* Required actions *
a: Answer each question from the passage on fairness research, one line per answer.
(i) What technique does the passage name for controlling data releases?
(ii) Whose name leads the authors of the model spec sheet proposal?
(iii) What Python feature does the fairness-aware programming paper use to encode fairness specs?
b: Extend the passage on fairness research, starting after its final sentence.

-- Start of Document segment --

They bring up a number of interesting technology ideas from the world of privacy and fairness: differential privacy to control data releases, causal modeling to generate real-ish data for use in analysis and so on. They argue that this is probably the best way to reconcile legal and commercial hurdles over data sharing and is in fact the responsible way to go.

Takeaway: I think this is an interesting proposal. To some extent the devil is in the details and the paper left me wanting more, but they have a great proof of concept to check out. While I might be quite happy with academics being the “trusted escrow agent”, I wonder if that’s always the best option?

Of course it’s not just data you need governance for. What about models?

Model Cards for Model Reporting

This is one in a series of papers coming up right now that tackle the problem of model portability. How do I know if my model is being applied out of context with unpredictable results?

The solution from Margaret Mitchell et al (9 authors and counting…!) is to attach a model “spec sheet” to a trained model. The spec sheet would give you important documentation about the model — how it was trained, with what training regime, what data, what error rates and so on — in the hope that when the model is applied elsewhere, the spec sheet will prevent you from taking it out of context.

Takeaway: This is again a creative use of the idea of ‘user scripts‘ as a way to carry context. I wondered when I first read it whether it makes sense to talk about a model spec in the abstract without looking at a specific domain like some papers have done. I think the jury is still out (i.e “more research needed”) to see if model spec sheets can be useful in full generality or if we need the right “level of abstraction” to make usable, but this is an interesting direction to explore.

But instead of building data trusts or model specs, how about instrumenting your code itself with certificates of fairness that can be monitored while the code runs?

Fairness-Aware Programming

This paper by Albarghouthi and Vinitsky takes a programming-language perspective on building fair classifiers. Suppose we could annotate our code with specifications describing what properties a classifier must satisfy and then have tools that ensure that these specifications are satisfied while the code runs[1]. That would be pretty neat!

That’s basically what they do in this paper, by taking advantage of Python decorations to encode desired fairness specs. They show how to capture notions like disparate impact  and demographic parity and even weak forms of individual fairness. One thought I did have though: they are essentially trying to encode the ability to verify probabilistic statements, and I wonder if it might be easier to do this in one of the new and shiny probabilistic programming languages out there? Granted, Python is a more mainstream language (uh-oh, the PL police will be after me now). 

I know who you are, but what am I? 

It’s great to build systems that draw on the tech we’ve developed over the last many years. But there’s still more to learn about the ongoing shenanigans happening on the internet.

-- End of Document segment --
-- Start of Data excerpt --

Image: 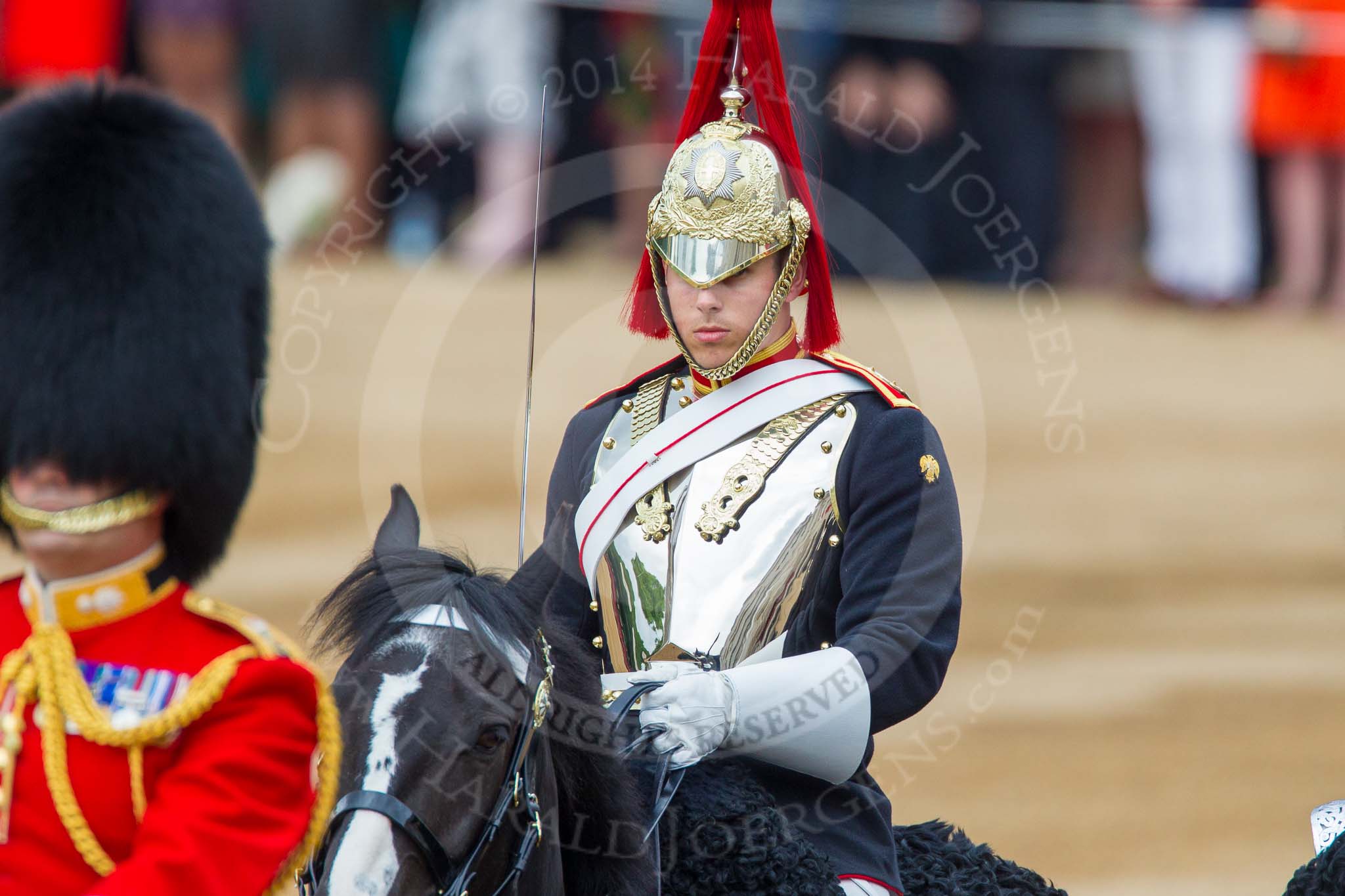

-- End of Data excerpt --

* Answers per task *
a:
(i) Differential privacy
(ii) Margaret Mitchell
(iii) Python decorations

b:
Who’s the Guinea Pig? Investigating Online A/B/n Tests in-the-Wild

You don’t want to mess with Christo Wilson. He can sue you — literally. He’s part of an ACLU lawsuit against the DoJ regarding the CFAA and its potential misuse to harass researchers trying to audit web systems. In this paper Shan Jiang, John Martin and Christo turn their audit gaze to online A/B testing.

If you’ve ever compulsively reloaded the New York Times, you’ll notice that the headlines of articles will change from time to time. Or you’ll go to a website and not see the same layout as someone else. This is because (as the paper illustrates) major websites are running experiments… on you.. They are doing A/B testing of various kinds potentially to experiment with different layouts, or potentially even to show you different kinds of content depending on who you are.

The paper describes an ingenious mechanism to reveal when a website is using A/B testing and determine what factors appear to be going into the decision to show particular content. The experimental methodology is a lot of fun to read.

While the authors are very careful to point out repeatedly that they find no evidence of sinister motives behind the use of A/B testing in the wild, the fact remains that we are being experimented on constantly without any kind of IRB protection (*cough* facebook emotional contagion *cough*). It’s not too far a leap to realize that the quest for “personalization” might mean that we eventually have no shared experience of the internet and that’s truly frightening.

And that’s it for now. Stay tuned for more…

Footnotes:

  1. An earlier version of this note had incorrectly described the paper as doing static verification instead of run-time verification.

FAT* Papers: Framing and Abstraction

The FAT* Conference is almost upon us, and I thought that instead of live-blogging from the conference (which is always exhausting) I’d do a preview of the papers. Thankfully we aren’t (yet) at 1000 papers in the proceedings, and I can hope to read and say something not entirely stupid (ha!) about each one.

I spent a lot of time pondering how to organize my posts, and then realized the PC chairs had already done the work for me, by grouping papers into sessions. So my plan is to do a brief (BRIEF!) review of each session, hoping to draw some general themes. (ed: paper links will yield downloadable PDFs starting Tuesday Jan 29)

And with that, let’s start with Session 1: Framing and abstraction.

Those who do not learn from history are doomed to repeat it. — George Santayana

Those who learn from history are doomed to repeat it. — twitter user, about machine learning.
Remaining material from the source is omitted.